Pasqual Maragall Foundation
- Named after: Pasqual Maragall
- Formation: April 2008
- Founder: Pasqual Maragall
- Founded at: Barcelona
- Type: foundation
- Legal status: active
- Purpose: Alzheimer's disease research
- Headquarters: Pompeu Fabra University
- Location: Barcelona;

= Pasqual Maragall Foundation =

The Pasqual Maragall Foundation is a private, non-profit foundation dedicated to scientific research of Alzheimer's disease. It was founded in April 2008 in Barcelona as a result of the public commitment of Pasqual Maragall, former Mayor of Barcelona and former President of the Generalitat de Catalunya, who had been diagnosed with this neurodegenerative disease in 2007. Its headquarters are located in the Ciutadella Campus of the Pompeu Fabra University in Barcelona.

Private and independent, the Pasqual Maragall Foundation counts on the economic support of partner enterprises and a network of associates and donors that make the project viable. Regarding its governing bodies, Dr. Jordi Camí is the director of the Foundation, Diana Garrigosa is the president and Pasqual Maragall, is the honorary president.

== Objectives ==
The Foundation’s objective is to promote scientific research in the field of Alzheimer’s disease, related neurodegenerative diseases and neuroscience in general. Another of its objectives is to provide technical support and advisory services, as well as transferring its knowledge in the areas that are specific to it. Another line of action included in its foundational mission is spreading the results of its scientific activities and involving society in relation to the knowledge obtained.

== The Barcelonaβeta Brain Research Center (BBRC) ==
The Barcelonaβeta Brain Research Center (BBRC) is a research center dedicated to the prevention of the Alzheimer’s Disease and the study of the cognitive functions affected in healthy and pathological aging. The Pasqual Maragall Foundation, with the support of the Pompeu Fabra University, was created it in 2012 and it’s currently directed by Dr. Arcadi Navarro.

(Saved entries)

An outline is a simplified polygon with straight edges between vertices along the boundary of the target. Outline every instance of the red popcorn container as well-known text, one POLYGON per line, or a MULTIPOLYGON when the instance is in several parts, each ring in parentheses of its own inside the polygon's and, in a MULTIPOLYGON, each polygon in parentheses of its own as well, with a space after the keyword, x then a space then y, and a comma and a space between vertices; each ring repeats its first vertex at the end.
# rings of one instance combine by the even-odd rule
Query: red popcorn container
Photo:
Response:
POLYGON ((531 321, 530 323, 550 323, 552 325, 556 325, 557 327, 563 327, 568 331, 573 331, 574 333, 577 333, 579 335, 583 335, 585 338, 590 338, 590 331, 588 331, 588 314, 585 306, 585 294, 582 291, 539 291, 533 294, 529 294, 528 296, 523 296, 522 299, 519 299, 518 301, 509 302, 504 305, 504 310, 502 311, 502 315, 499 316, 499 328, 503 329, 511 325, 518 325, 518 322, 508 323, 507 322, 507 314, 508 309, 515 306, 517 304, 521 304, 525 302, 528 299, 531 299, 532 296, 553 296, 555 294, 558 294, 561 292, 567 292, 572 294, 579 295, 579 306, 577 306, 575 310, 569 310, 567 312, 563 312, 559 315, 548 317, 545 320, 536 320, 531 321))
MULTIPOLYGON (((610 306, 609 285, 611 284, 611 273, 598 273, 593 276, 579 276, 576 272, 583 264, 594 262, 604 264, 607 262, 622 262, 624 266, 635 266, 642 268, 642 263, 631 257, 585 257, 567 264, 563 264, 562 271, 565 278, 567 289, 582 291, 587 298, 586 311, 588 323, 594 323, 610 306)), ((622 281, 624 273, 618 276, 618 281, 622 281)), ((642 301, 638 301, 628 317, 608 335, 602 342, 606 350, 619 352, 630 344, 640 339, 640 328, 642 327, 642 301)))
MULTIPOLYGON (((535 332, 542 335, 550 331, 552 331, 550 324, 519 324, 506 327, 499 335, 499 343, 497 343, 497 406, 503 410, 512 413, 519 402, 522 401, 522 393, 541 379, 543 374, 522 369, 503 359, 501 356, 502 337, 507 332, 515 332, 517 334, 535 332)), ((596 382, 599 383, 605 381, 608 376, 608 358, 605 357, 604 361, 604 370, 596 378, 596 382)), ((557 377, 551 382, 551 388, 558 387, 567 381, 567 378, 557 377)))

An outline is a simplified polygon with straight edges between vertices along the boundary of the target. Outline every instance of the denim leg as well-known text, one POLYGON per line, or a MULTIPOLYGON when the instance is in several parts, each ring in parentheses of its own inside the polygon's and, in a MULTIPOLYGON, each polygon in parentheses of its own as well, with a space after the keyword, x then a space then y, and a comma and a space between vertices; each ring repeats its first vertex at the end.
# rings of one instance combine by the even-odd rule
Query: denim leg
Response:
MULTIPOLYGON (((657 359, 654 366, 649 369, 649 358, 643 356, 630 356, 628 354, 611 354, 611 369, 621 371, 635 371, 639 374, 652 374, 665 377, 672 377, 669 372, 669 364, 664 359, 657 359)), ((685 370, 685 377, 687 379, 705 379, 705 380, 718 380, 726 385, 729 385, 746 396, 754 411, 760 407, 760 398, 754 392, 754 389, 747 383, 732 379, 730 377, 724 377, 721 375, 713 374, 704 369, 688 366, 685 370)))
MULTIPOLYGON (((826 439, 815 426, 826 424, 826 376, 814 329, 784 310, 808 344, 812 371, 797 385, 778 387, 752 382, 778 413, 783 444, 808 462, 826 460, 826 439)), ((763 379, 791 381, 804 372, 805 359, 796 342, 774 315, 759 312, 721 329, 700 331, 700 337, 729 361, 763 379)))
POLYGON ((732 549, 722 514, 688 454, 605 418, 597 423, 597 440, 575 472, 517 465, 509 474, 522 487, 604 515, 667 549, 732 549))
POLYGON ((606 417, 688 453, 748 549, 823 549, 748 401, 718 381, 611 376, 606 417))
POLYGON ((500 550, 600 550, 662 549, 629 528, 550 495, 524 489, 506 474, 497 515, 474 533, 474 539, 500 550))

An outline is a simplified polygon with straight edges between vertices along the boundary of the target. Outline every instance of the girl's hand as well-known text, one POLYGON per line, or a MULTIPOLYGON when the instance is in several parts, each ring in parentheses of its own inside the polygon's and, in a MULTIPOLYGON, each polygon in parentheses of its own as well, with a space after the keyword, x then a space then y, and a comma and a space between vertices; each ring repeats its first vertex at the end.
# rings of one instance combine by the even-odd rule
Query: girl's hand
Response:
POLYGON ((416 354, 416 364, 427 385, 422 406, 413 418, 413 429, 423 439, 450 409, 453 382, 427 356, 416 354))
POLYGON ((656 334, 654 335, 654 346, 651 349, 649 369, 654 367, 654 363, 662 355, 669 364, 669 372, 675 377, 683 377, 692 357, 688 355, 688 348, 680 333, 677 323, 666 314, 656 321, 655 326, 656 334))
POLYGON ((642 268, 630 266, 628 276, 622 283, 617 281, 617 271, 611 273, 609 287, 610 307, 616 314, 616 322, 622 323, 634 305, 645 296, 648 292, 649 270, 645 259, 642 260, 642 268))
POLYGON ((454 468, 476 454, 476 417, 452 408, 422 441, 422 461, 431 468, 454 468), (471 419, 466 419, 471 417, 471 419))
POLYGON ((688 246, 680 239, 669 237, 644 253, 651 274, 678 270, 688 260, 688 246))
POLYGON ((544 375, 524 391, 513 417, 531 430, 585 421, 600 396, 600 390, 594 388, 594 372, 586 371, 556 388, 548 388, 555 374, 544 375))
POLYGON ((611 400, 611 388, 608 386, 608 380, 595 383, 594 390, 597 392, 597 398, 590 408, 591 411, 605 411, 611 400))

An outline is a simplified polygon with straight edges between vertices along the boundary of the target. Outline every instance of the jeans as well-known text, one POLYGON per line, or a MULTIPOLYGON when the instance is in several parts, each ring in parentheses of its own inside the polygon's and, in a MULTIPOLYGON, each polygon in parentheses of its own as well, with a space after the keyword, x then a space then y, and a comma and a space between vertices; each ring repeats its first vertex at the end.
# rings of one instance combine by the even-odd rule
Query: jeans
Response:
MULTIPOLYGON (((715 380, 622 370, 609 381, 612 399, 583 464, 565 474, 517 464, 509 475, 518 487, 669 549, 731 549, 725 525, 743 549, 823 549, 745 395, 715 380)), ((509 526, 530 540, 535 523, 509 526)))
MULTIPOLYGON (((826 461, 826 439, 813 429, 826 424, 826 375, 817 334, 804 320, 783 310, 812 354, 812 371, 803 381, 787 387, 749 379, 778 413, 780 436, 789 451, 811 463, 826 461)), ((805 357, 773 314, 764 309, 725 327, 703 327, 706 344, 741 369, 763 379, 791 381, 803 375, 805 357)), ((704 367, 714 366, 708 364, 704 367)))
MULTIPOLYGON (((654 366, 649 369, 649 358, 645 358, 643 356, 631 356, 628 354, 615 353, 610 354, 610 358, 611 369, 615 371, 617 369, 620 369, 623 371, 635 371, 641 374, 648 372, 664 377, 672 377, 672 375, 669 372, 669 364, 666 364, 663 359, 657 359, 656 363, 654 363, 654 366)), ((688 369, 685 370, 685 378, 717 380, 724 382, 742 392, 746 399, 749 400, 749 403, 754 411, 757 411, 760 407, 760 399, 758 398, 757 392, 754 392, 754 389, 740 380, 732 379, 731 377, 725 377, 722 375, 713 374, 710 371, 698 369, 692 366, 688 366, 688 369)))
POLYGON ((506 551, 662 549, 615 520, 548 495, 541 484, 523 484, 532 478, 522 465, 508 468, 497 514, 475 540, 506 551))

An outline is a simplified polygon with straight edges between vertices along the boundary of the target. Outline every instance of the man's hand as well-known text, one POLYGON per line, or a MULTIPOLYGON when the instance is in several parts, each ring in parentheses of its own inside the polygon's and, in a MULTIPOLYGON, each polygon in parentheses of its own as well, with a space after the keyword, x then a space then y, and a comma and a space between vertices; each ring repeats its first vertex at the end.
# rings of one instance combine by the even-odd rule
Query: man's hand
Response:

WORK INSTRUCTION 1: According to the article on the Pasqual Maragall Foundation, where are the foundation's headquarters located?
WORK INSTRUCTION 2: Translate this sentence from the article on the Pasqual Maragall Foundation into Spanish: "The Pasqual Maragall Foundation is a private, non-profit foundation dedicated to scientific research of Alzheimer's disease."
WORK INSTRUCTION 3: Continue the article on the Pasqual Maragall Foundation from where it stops.

FINAL ANSWER 1: In the Ciutadella Campus of the Pompeu Fabra University in Barcelona.

FINAL ANSWER 2: La Fundación Pasqual Maragall es una fundación privada y sin ánimo de lucro dedicada a la investigación científica de la enfermedad de Alzheimer.

FINAL ANSWER 3:
The center’s mail activity is carried out in the Alzheimer’s Prevention Program, led by Dr. Jose Luís Molinuevo. The program focuses on the pre-clinical phase of the disease, characterized by a series of changes in the brain that can start up to 20 years before the onset of the symptoms, and on the prodromal phase, which occurs when the first symptoms of cognitive impairment appear, but the affected person continues being independent on a day-to-day basis. The program it’s structured in two research groups that collaborate closely from a clinical, cognitive, genetic and biomarker and neuroimaging perspective.

- Alfa Study: To identify the early physiopathological events in Alzheimer’s disease and develop primary and secondary prevention programs, the BBRC launched the Alfa Study, together with the Pasqual Maragall Foundation and thanks to support of “la Caixa”. The Alfa Study is a research platform made by 2.700 participants without cognitive alterations, dedicated to the early detection and prevention of Alzheimer’s disease. The participants are between 45 and 71 years old, and majorly descendants of people with Alzheimer’s disease, so the cohort is enriched with genetic factors related to the disease.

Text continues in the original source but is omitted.